**DIRECTION**
Repeat what the lines below say, word for word, and skip every image.

**EXERCISE INPUT**

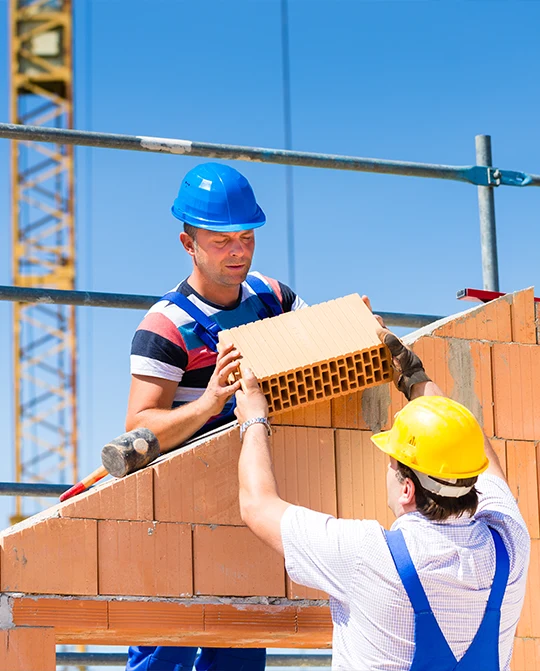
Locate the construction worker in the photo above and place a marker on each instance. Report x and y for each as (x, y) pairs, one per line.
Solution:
(179, 383)
(441, 591)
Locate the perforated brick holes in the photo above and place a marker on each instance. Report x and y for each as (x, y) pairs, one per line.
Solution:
(327, 379)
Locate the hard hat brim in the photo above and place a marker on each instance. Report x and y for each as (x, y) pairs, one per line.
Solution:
(382, 441)
(256, 222)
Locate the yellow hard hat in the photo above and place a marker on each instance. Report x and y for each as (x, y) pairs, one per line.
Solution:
(436, 436)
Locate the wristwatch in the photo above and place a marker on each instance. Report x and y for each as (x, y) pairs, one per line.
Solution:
(255, 420)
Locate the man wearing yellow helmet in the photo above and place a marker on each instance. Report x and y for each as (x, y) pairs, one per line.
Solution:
(443, 589)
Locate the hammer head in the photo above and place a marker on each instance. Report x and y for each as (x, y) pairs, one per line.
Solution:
(130, 452)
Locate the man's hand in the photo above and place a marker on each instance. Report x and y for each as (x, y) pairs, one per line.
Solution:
(219, 390)
(250, 401)
(407, 365)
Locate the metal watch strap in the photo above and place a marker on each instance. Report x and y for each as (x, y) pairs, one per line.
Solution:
(255, 420)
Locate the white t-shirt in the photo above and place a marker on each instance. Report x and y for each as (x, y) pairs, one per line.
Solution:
(455, 560)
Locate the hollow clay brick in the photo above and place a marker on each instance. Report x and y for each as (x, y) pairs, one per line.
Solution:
(129, 498)
(526, 655)
(529, 623)
(27, 649)
(305, 468)
(200, 484)
(364, 410)
(73, 615)
(231, 561)
(314, 354)
(145, 558)
(516, 392)
(52, 556)
(499, 447)
(462, 370)
(523, 481)
(523, 315)
(491, 321)
(361, 478)
(318, 414)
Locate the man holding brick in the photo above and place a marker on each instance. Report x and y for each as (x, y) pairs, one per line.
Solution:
(180, 384)
(443, 590)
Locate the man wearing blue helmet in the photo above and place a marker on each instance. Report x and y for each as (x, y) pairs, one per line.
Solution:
(179, 383)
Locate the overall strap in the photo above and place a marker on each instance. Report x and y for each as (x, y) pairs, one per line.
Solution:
(266, 296)
(205, 327)
(483, 653)
(407, 572)
(502, 572)
(431, 649)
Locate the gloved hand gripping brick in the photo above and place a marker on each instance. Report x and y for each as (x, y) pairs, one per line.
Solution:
(408, 365)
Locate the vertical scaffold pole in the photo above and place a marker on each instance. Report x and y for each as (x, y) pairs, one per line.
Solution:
(486, 209)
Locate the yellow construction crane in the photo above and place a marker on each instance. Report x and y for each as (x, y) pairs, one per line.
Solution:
(43, 245)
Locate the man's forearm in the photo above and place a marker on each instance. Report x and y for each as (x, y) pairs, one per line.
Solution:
(172, 427)
(255, 474)
(261, 507)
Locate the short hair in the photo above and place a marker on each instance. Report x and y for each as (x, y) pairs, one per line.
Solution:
(438, 508)
(190, 230)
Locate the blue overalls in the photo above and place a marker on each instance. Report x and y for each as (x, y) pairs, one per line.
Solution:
(173, 658)
(431, 651)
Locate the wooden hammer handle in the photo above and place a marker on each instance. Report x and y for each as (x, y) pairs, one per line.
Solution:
(86, 482)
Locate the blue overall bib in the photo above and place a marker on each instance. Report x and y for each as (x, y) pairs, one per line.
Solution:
(431, 651)
(173, 658)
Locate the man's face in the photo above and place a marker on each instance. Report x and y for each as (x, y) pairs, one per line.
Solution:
(223, 258)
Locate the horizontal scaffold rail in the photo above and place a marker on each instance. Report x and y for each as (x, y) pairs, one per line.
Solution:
(478, 175)
(80, 659)
(137, 302)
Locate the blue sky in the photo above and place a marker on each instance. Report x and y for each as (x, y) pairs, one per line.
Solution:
(398, 80)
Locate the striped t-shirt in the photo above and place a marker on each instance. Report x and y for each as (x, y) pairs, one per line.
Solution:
(166, 346)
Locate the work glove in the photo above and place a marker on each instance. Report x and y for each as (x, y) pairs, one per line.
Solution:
(407, 365)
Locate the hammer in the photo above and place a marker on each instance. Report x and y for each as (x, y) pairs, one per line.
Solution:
(130, 452)
(123, 455)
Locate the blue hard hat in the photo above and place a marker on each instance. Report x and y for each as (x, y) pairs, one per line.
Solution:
(218, 198)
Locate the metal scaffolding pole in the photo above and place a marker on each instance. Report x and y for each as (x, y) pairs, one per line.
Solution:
(486, 208)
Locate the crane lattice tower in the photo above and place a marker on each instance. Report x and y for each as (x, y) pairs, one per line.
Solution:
(43, 245)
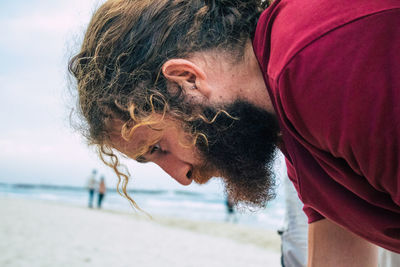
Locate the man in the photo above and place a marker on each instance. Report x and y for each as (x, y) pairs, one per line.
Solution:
(211, 88)
(91, 186)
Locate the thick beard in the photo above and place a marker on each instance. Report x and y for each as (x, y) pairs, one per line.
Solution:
(241, 150)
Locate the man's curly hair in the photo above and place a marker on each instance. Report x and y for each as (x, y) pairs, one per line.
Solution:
(118, 68)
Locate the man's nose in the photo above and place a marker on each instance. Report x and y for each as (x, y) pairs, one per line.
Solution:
(179, 170)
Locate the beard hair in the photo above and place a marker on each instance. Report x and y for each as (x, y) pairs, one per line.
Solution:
(241, 150)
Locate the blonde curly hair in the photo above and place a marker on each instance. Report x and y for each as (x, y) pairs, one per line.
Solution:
(118, 69)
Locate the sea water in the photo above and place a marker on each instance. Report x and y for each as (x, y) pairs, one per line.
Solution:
(203, 206)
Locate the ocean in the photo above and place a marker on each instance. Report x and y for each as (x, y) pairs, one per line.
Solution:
(173, 203)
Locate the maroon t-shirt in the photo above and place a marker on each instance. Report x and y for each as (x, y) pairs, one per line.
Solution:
(332, 69)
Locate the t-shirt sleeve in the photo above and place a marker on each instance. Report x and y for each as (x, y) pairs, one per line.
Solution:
(342, 95)
(312, 214)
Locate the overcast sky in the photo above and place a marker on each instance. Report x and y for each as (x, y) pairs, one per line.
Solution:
(37, 144)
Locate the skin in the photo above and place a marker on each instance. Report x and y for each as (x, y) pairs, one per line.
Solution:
(210, 78)
(176, 159)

**THE ANSWER**
Locate the construction worker in the photo above and place a marker on each instance. Report x and y for each as (x, y) pairs, one per line.
Solution:
(179, 383)
(441, 591)
Locate the perforated brick holes in the photo above and place a marker on each instance. Report x and y for each as (x, y) pairs, one per line.
Solution:
(327, 379)
Locate the hard hat brim in the photo above and place a marker on each instance. Report x and y for each as (x, y) pairs, one per line.
Solution:
(382, 441)
(256, 222)
Locate the yellow hard hat in the photo above and place a marker on each instance. Report x and y for each as (x, y) pairs, one per line.
Solution:
(436, 436)
Locate the wristwatch in the photo above and place a marker on each instance. Report x and y for each as (x, y) pairs, one per line.
Solution:
(255, 420)
Locate the man wearing yellow helmet in the photo above and place a marker on each instance. Report x and y for each as (x, y) pairs, one per line.
Solution:
(443, 589)
Locate the hammer head in the photo above and place a marker on each instance. Report x and y for each as (x, y) pairs, one per line.
Solution:
(130, 452)
Locate the man's hand in the photo above and place a marker on each instance. Report x and y for each as (x, y) pairs, one per line.
Solution:
(219, 390)
(250, 401)
(407, 365)
Locate the metal watch strap in the photo above and place a marker on each instance. Report x and y for each as (x, y) pairs, one per line.
Solution:
(255, 420)
Locate the white t-shirt in the photo above and place a marker on each instance. Report x and y for each as (x, y) pairs, one per line.
Solution:
(455, 560)
Locate the hollow clay brick in the photo above and place a marker on each instance. Report x and y for each as (x, y) pairs, one per line.
Solution:
(129, 498)
(526, 655)
(529, 623)
(27, 649)
(305, 468)
(200, 484)
(364, 410)
(73, 615)
(231, 561)
(314, 354)
(145, 558)
(516, 392)
(52, 556)
(499, 447)
(462, 370)
(523, 481)
(523, 315)
(491, 321)
(361, 478)
(318, 414)
Locate the man holding brick in the photo above and place a marker on each instance. Report x and y for each as (x, y) pairs, one per line.
Solution:
(180, 384)
(443, 590)
Locate the man wearing blue helmet in the photo above and place a marker on each instance. Report x and y for each as (x, y) pairs, one per line.
Solution:
(179, 383)
Locate the overall strap in the photo above and place a marker on each instance. Report x and y for each as (x, y) pairs, one per line.
Solution:
(266, 296)
(205, 327)
(483, 653)
(407, 572)
(502, 572)
(431, 649)
Locate the gloved hand gripping brick in the photo above and place a marker on each instance. Report x and y for each as (x, y) pairs, one per line.
Solution:
(408, 365)
Locate the vertical scaffold pole in the photo above and place a marker on each instance. Report x and y for each as (x, y) pairs, one per line.
Solution:
(486, 209)
Locate the yellow construction crane in the photo above and place a marker on each instance. Report x and y for each as (x, y) pairs, one per line.
Solution:
(43, 245)
Locate the man's forearm in the photo above and place a marker on each instance. Report x and y for each as (x, y) pairs, one per line.
Solution:
(172, 427)
(255, 474)
(261, 507)
Locate the short hair in the photo above and place a marker on each instance. Report x and y for each as (x, y) pairs, one per line.
Solution:
(438, 508)
(190, 230)
Locate the blue overalls in the photo above and place a marker on each instance. Report x and y for each as (x, y) pairs, one per line.
Solution:
(173, 658)
(431, 651)
Locate the wooden hammer handle in the photo above and place a marker on each instance. Report x and y for each as (x, y) pairs, one per line.
Solution:
(86, 482)
Locate the blue overall bib in the photo above and place a marker on each instance. Report x and y for each as (x, y) pairs, one per line.
Solution:
(431, 651)
(173, 658)
Locate the man's face in the photo above and place a marker on each instance. Report x and y for each as (x, y) pairs, one per line.
Solution:
(223, 258)
Locate the horizontal scaffold rail in the photo above and place a marker on each instance. Report x and y for each as (x, y) pairs, one per line.
Solution:
(478, 175)
(80, 659)
(137, 302)
Locate the blue sky in the photo above and place a marker on each instance. Report x and y for each as (x, y) pairs, one per line.
Solution:
(398, 80)
Locate the striped t-shirt in the photo above and place a marker on each instance. Report x and y for each as (x, y) pairs, one per line.
Solution:
(166, 346)
Locate the work glove in the photo above and place a marker on each instance. Report x and y for each as (x, y) pairs, one per line.
Solution:
(407, 365)
Locate the hammer in the photo above and place a marker on each instance. Report x and y for each as (x, y) pairs, one per line.
Solution:
(130, 452)
(123, 455)
Locate the blue hard hat in the photo above and place a marker on each instance. Report x and y for each as (x, y) pairs, one per line.
Solution:
(218, 198)
Locate the metal scaffolding pole in the photo above and place a marker on each instance. Report x and y for each as (x, y) pairs, one per line.
Solution:
(486, 208)
Locate the crane lattice tower in the photo above and place a marker on each instance. Report x and y for each as (x, y) pairs, one per line.
Solution:
(43, 245)
Locate the man in the photo above and place a marker on each instance. Report x and y for each as (x, y) pairs, one per line.
Solution:
(211, 88)
(91, 186)
Locate the thick beard in the photo above and place a marker on each instance. Report x and y for each as (x, y) pairs, one per line.
Solution:
(241, 150)
Locate the man's curly hair in the photo above and place a marker on each instance. Report x and y for each as (x, y) pairs, one per line.
Solution:
(118, 68)
Locate the man's nose in the photo above and place a marker on each instance. Report x and y for each as (x, y) pairs, one per line.
Solution:
(179, 170)
Locate the beard hair in the photo above and place a marker on each instance. Report x and y for each as (x, y) pairs, one per line.
Solution:
(241, 150)
Locate the blonde curly hair in the photo above and place a marker on each instance. Report x and y for each as (x, y) pairs, one per line.
Solution:
(118, 69)
Locate the sea water in the photo above and place a marker on each instance. Report x and y for each as (x, y) pairs, one per line.
Solution:
(203, 206)
Locate the ocean in the photo above and place a marker on each instance. Report x and y for each as (x, y) pairs, one per line.
Solution:
(173, 203)
Locate the maroon t-shirt in the photo above and place a marker on each instance. Report x and y for each as (x, y) pairs, one per line.
Solution:
(332, 69)
Locate the t-shirt sleeve in the photo above and place a marker on each instance. Report x and y for each as (x, y) pairs, one per line.
Solution:
(342, 95)
(312, 214)
Locate the overcast sky in the photo above and place a marker on each instance. Report x and y for each as (x, y) pairs, one per line.
Solution:
(37, 144)
Locate the skin in the photo above and place a marker on each instance. Report x and y for each as (x, y) pairs, one per line.
Solution:
(210, 78)
(176, 159)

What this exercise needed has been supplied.